Crypto lending covers two things. You can borrow against the crypto you hold, pledging it as collateral so you keep your position instead of selling it while you free up liquidity, or you can lend your crypto to others and earn interest on it. In each of these cases, the loan will be overcollateralized, meaning there will be more cryptocurrency used in the loan than actually released through it.
Another choice you have is liquidating your crypto. This provides you with capital gains but closes your long-term position.
The majority of this trading takes place with assets like Bitcoin and stablecoins, which work through centralized entities (CeFi) or decentralized platforms (DeFi). The two differ on ownership: CeFi takes your assets onto its books, while DeFi and non-custodial lending leave you holding your position on-chain. In either case, the main risk lies with the collateral; if its valuation falls below the platform’s threshold, it gets liquidated to repay the loan.
What Is Crypto Lending?
Crypto lending is a service that links lenders and borrowers: one side lends out digital assets to earn a return, and the other borrows against crypto it would rather not sell. It works like a standard secured loan: you keep ownership of your collateral until you repay it.
Lenders deposit coins to earn interest on crypto they planned to hold for the long term, so the yield is extra return on a position they meant to keep. Borrowers, on the other side, pledge crypto as collateral to get cash or stablecoins, then repay on their own schedule.
The crypto lending platform acts as an intermediary between the borrowers and lenders. It decides on the assets to be accepted, the borrowing limits that can be placed against them, and the rules for liquidation that apply when your collateral falls to the threshold.

▶ _Items_:
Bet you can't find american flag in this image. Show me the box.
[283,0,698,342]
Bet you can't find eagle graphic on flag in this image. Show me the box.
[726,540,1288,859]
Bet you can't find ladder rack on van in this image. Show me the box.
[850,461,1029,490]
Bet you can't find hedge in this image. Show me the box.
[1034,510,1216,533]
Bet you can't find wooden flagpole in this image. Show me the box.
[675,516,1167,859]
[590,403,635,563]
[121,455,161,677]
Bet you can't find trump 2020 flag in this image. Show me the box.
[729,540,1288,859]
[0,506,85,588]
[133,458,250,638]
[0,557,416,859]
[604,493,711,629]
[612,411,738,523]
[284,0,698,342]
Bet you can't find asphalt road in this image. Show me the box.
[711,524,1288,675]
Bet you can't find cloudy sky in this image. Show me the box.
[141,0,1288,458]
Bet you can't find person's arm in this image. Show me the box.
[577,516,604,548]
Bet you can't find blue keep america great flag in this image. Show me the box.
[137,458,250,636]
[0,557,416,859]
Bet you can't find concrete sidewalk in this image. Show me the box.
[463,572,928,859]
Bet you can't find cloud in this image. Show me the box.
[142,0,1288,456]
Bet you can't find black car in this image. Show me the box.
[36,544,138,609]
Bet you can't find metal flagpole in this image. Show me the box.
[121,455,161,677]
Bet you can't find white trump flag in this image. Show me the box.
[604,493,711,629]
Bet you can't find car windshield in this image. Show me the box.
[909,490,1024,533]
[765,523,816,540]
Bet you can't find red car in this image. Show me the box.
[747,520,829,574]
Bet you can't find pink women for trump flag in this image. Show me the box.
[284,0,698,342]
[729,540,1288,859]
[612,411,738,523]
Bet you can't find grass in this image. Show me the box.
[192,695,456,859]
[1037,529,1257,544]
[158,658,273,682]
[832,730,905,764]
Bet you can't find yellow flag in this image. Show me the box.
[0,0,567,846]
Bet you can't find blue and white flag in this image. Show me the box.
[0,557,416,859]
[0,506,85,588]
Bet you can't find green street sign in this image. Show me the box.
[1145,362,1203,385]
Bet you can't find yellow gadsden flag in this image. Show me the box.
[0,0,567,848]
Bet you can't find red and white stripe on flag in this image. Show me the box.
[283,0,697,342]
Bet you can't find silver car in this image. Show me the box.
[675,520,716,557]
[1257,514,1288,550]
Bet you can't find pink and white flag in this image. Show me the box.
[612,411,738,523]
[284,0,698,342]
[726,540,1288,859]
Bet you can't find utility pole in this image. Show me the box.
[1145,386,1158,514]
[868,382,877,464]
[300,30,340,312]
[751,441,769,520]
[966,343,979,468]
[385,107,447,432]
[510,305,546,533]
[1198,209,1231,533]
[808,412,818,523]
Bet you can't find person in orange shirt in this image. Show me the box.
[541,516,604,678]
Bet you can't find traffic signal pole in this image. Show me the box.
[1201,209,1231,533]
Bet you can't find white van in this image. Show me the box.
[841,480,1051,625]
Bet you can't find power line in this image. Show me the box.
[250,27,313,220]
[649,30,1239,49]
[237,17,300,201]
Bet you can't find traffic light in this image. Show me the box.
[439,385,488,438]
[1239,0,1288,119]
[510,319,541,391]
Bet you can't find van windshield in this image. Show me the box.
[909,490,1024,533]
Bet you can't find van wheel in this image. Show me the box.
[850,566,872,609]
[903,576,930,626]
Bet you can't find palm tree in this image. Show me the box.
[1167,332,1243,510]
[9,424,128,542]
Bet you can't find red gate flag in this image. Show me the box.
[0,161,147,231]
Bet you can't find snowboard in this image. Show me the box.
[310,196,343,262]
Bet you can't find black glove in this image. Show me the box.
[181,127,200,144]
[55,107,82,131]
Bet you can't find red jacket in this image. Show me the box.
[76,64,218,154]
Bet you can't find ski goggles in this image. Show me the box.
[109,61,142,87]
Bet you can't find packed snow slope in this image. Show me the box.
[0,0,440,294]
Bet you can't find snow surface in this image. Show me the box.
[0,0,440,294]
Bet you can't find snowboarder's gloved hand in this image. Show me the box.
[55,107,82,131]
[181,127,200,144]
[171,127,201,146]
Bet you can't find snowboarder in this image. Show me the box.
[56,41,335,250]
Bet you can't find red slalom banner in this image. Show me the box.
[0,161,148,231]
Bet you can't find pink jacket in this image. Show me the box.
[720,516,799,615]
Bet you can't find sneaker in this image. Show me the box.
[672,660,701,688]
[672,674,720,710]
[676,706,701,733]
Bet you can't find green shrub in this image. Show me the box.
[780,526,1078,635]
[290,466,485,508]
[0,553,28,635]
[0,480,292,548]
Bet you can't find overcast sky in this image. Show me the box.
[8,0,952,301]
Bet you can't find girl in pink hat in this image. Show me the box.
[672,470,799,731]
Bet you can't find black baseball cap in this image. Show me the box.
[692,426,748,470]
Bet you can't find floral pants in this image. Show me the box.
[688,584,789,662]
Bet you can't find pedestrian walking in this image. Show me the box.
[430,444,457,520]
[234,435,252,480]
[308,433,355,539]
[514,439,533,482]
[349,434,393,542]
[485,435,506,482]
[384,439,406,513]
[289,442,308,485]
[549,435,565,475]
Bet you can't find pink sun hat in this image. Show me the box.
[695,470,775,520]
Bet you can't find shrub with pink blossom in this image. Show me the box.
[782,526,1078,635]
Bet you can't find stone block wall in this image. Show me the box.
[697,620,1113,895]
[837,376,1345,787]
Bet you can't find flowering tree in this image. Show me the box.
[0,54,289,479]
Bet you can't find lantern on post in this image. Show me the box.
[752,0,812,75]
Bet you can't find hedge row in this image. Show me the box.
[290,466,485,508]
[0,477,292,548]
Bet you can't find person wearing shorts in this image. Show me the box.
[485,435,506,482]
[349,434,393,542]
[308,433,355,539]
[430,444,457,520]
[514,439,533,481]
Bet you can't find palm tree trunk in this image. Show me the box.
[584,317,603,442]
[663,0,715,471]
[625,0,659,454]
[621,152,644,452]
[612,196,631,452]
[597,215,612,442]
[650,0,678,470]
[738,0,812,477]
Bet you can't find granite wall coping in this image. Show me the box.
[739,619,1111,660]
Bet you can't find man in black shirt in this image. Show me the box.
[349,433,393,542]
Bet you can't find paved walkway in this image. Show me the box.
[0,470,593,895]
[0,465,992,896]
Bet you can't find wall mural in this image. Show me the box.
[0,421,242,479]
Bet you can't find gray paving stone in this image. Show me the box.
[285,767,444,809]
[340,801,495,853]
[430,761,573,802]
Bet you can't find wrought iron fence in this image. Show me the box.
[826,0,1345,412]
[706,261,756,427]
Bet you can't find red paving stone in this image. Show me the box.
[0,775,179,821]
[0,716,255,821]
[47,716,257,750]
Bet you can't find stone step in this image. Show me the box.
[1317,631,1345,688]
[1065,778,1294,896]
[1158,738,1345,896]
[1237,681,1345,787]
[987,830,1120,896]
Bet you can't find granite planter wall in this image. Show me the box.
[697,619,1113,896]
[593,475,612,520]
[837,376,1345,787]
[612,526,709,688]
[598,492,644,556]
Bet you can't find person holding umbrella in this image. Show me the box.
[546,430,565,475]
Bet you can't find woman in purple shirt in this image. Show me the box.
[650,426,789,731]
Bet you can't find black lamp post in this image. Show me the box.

▶ _Tasks to perform_:
**1)** In the crypto lending text, what happens to the collateral if its valuation falls below the platform's threshold?
**2)** Continue the text on crypto lending, picking up right after its final sentence.

▶ _Answers by task_:
**1)** It gets liquidated to repay the loan.

**2)**
At their core, the two models work very differently. In practice, this difference comes down to custody and risk: on CeFi platforms, the assets are held and there is identity verification, thus exposing you to the insolvency of the company, while in DeFi, you remain the on-chain owner but the risk is of smart-contract bugs.
Either way, you get to borrow against your crypto or earn on it, and the real difference just comes down to who you have to trust. With CeFi, you are trusting a company to stay solvent and act honestly. With DeFi, you are trusting code that runs out in the open, where anyone can read it.
How Do Crypto Loans Work?
So, at its most basic, a crypto loan works like this: you lock up crypto as collateral, you are lent a smaller amount against that crypto, pay interest over time, and get the collateral back once you have repaid the loan, all without having to sell the crypto.
This is where it differs from a bank loan. A bank checks your income, your credit history, and the debts you already carry. A crypto loan looks only at your collateral, so the funds can arrive in minutes rather than the week a loan officer would take.
Borrowing Against Your Crypto: Step by Step
How to borrow against crypto: the basic steps are pretty much the same across most platforms.
- Provide collateral by putting whatever the platform accepts, like Bitcoin or Ether, into its smart contract or custodial wallet.
- Open the loan, and the platform works out your borrowing limit and sends out the proceeds as cash or stablecoins.
- Use the funds or just leave them untouched, since your collateral stays where it is either way.
- Repay part or all of the balance, with interest, and the platform releases your collateral back to you.
On a crypto-backed credit line, those steps happen automatically as you spend. With XPlace Credit Mode, card spending is backed by a credit line secured by on-chain collateral. Supported assets can be used as collateral instead of being sold upfront, so you can access liquidity while keeping your crypto position.
Loan-to-Value (LTV) and Overcollateralization
The loan-to-value (LTV) ratio expresses the relation between the loan amount and its collateral value in percentage terms. For example, if you were to deposit $10,000 worth of BTC and borrow $2,000 from your lender, your LTV would be 20 percent; hence, the smaller the ratio, the higher the buffer before liquidation.
Crypto loans are therefore overcollateralized since the collateral value has to exceed the loan value in order to provide some protection against market fluctuations before any losses occur.
Maximum LTVs vary according to the volatility of assets and platform rules, with most of the platforms capping LTV between 50 and 75 percent and holding the more volatile assets to a lower percentage, while some allow higher.
What Happens if Your Collateral Drops in Value?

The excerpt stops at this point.